▶ [CONSIGNE A]: D'après l'extrait à lire, combien d'agences immobilières compte le réseau exploité par le franchiseur ?
▶ [CONSIGNE B]: Recopiez mot pour mot, dans les entrées, le passage qui va de la ligne contenant « Mark the black glove » jusqu'à la fin des entrées, ces deux bornes incluses.

▶ [EXTRAIT À LIRE]:
Assistance à maîtrise d’ouvrage sans contrat : une responsabilité étendue. Dans les projets informatiques, le rôle de l’assistant à maîtrise d’ouvrage (AmoA) est central (1). Une récente décision de la Cour d’appel de Grenoble en tire toutes les conséquences de droit (2).
Dans cette affaire, un franchiseur exploitant un réseau de 120 agences immobilières a souhaité faire évoluer son logiciel de gestion de biens. Le prestataire qui venait d’achever son nouveau site web a été retenu pour ce projet reposant sur des développements spécifiques. Un assistant à maîtrise d’ouvrage s’est vu confier le pilotage du projet. Les missions confiées à chacun de ces prestataires n’ont pas été formalisées par un contrat écrit. Aucun cahier des charges n’a été rédigé, ni validé par les parties. Sur le plan technique, ce projet est un échec : nombreux dysfonctionnements, bugs et absence de fonctionnalités.
Après avoir retenu la responsabilité du prestataire pour manquement à une obligation de résultat, les juges grenoblois condamnent sévèrement l’AmoA pour trois graves manquements :
- manquement à son obligation de conseil pour ne pas avoir recommandé d’effectuer un appel d’offres ;
- manquement à son obligation d’assistance en ne formalisant pas en amont un cahier des charges précis avec tous les besoins du client ;
- carences dans l’accompagnement opérationnel lequel devait aller du développement jusqu’à mise en exploitation effective après tests et correction.
La nécessité d’un encadrement contractuel précis. La décision des juges grenoblois est d’autant plus sévère qu’aucun contrat d’assistance à maîtrise d’ouvrage n’avait été formalisé. Pour retrouver de la sécurité juridique, le maître d’ouvrage et son assistant auront tout intérêt à fixer le périmètre de la mission confiée.

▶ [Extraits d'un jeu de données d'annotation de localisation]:
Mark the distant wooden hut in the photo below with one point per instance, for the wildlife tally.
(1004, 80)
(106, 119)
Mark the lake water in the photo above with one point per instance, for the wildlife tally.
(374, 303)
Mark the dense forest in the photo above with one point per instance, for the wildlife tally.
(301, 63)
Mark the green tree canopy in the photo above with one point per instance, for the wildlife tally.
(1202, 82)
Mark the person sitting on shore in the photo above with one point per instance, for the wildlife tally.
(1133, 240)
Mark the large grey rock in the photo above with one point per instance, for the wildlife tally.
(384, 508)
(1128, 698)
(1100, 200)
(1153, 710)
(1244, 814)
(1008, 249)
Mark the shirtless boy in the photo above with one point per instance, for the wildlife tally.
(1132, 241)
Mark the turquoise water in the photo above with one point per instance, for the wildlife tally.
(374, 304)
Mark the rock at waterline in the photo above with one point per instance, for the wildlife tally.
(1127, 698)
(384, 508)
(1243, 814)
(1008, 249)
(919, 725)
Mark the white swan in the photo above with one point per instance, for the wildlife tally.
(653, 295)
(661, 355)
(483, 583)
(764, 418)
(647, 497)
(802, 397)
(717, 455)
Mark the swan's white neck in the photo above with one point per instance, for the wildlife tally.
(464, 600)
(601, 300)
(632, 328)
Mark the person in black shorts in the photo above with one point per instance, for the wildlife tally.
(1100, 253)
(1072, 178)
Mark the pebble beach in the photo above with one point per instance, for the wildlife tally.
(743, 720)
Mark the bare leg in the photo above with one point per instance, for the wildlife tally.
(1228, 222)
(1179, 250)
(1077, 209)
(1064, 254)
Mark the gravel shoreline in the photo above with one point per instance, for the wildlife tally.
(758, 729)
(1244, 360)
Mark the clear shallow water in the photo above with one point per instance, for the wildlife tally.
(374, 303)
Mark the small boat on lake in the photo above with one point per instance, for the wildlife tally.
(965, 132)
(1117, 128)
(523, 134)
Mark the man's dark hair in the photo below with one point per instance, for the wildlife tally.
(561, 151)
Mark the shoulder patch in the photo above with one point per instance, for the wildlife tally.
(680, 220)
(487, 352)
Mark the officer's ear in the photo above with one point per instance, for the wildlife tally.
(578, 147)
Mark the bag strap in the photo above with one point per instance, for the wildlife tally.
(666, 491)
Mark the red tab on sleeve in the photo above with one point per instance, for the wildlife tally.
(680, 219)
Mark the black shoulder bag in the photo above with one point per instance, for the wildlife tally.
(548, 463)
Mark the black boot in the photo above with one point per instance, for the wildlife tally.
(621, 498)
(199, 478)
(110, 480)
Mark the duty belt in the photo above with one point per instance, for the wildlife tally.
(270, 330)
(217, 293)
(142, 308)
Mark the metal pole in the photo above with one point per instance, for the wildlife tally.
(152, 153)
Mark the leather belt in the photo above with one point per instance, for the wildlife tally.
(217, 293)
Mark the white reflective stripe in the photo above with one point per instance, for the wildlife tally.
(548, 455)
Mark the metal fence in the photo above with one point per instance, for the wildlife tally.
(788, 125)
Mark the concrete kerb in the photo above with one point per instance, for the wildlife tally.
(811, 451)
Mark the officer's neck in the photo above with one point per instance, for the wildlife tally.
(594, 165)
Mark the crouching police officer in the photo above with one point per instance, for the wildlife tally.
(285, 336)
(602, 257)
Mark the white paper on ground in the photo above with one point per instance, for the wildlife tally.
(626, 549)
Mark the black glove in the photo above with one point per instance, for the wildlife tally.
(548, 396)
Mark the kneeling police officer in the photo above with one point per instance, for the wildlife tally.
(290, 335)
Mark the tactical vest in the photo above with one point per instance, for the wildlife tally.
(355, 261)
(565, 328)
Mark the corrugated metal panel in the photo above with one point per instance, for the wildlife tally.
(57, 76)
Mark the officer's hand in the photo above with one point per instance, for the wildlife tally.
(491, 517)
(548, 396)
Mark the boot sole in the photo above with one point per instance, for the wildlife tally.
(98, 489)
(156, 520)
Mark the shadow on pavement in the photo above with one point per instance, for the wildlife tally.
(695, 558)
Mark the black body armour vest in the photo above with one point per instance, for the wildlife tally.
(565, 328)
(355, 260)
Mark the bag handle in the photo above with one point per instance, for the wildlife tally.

▶ [RÉPONSE RÉDIGÉE A]: 120 agences immobilières.

▶ [RÉPONSE RÉDIGÉE B]:
Mark the black glove in the photo above with one point per instance, for the wildlife tally.
(548, 396)
Mark the kneeling police officer in the photo above with one point per instance, for the wildlife tally.
(290, 335)
Mark the tactical vest in the photo above with one point per instance, for the wildlife tally.
(355, 261)
(565, 328)
Mark the corrugated metal panel in the photo above with one point per instance, for the wildlife tally.
(57, 76)
Mark the officer's hand in the photo above with one point per instance, for the wildlife tally.
(491, 517)
(548, 396)
Mark the boot sole in the photo above with one point per instance, for the wildlife tally.
(98, 489)
(156, 520)
Mark the shadow on pavement in the photo above with one point per instance, for the wildlife tally.
(695, 558)
Mark the black body armour vest in the photo above with one point per instance, for the wildlife tally.
(565, 328)
(355, 260)
Mark the bag handle in the photo above with one point per instance, for the wildlife tally.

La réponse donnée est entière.